Reading passage >>

• • • • •

Wizz Air said it has carried a staggering 3.62 million passengers in April, 542 per cent up on April 2021.
For the week ending 2 May, Wizz Air reported an average of 722 flights per day, ranking seventh in Europe’s top 10 aircraft operators.
The low-cost carrier beat legacy airlines such as British Airways (BA), which was eighth with an average of 674 flights per day.
Wizz’s strong performance comes after it snapped up two additional daily slots from Vueling at London Luton Airport, cementing its confidence in the travel sector’s recovery.
The added positions, the company said, will increase frequencies on existing routes to Romania and Poland, adding 167,000 seats and reinforcing Wizz Air’s role as the largest operator at London Luton Airport.
According to aviation analyst Sally Gethin, Wizz air has been cemented its predominance in the low-cost airline industry ever since the pandemic, as it “pursued an aggressive expansion strategy when all other major airlines had grounded their fleets.”
The company, who entered the pandemic being “financially stable and sustainable”, has in fact emerged as one of the few who exceeded pre-Covid levels.
“It remains a hugely ambitious airline giving its bigger European rivals a run for their money,” she told City A.M.
Ever since the end of restrictions, things for the airline have continued to improve, with demand increasing in all markets.
Unlike its rivals, Wizz Air was not hit by the Covid-induced staff shortages which have plagued other carriers such as BA or easyJet.
“We haven’t seen an increase in the number of infected employees and we haven’t had to cancel any flights,” Wizz Air UK’s managing director Marion Geoffroy told City A.M. last month.
“But we have to be very humble with the crisis because it gets better and then it gets worse again.”
Looking to the summer months, Wizz Air has over 5.6 million seats in total for the peak season and has announced new routes across its network.

• • • • •

Given material >>
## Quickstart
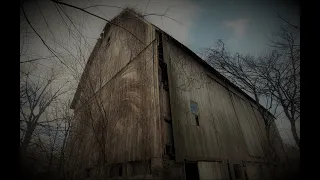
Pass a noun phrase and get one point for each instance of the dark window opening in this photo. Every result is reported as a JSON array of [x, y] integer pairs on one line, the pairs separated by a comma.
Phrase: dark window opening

• • • • •

Brief >> Repeat the part of the Wizz Air article above word for word, starting with "The low-cost carrier" and going on through "London Luton Airport.".

Solution to this problem >>
The low-cost carrier beat legacy airlines such as British Airways (BA), which was eighth with an average of 674 flights per day.
Wizz’s strong performance comes after it snapped up two additional daily slots from Vueling at London Luton Airport, cementing its confidence in the travel sector’s recovery.
The added positions, the company said, will increase frequencies on existing routes to Romania and Poland, adding 167,000 seats and reinforcing Wizz Air’s role as the largest operator at London Luton Airport.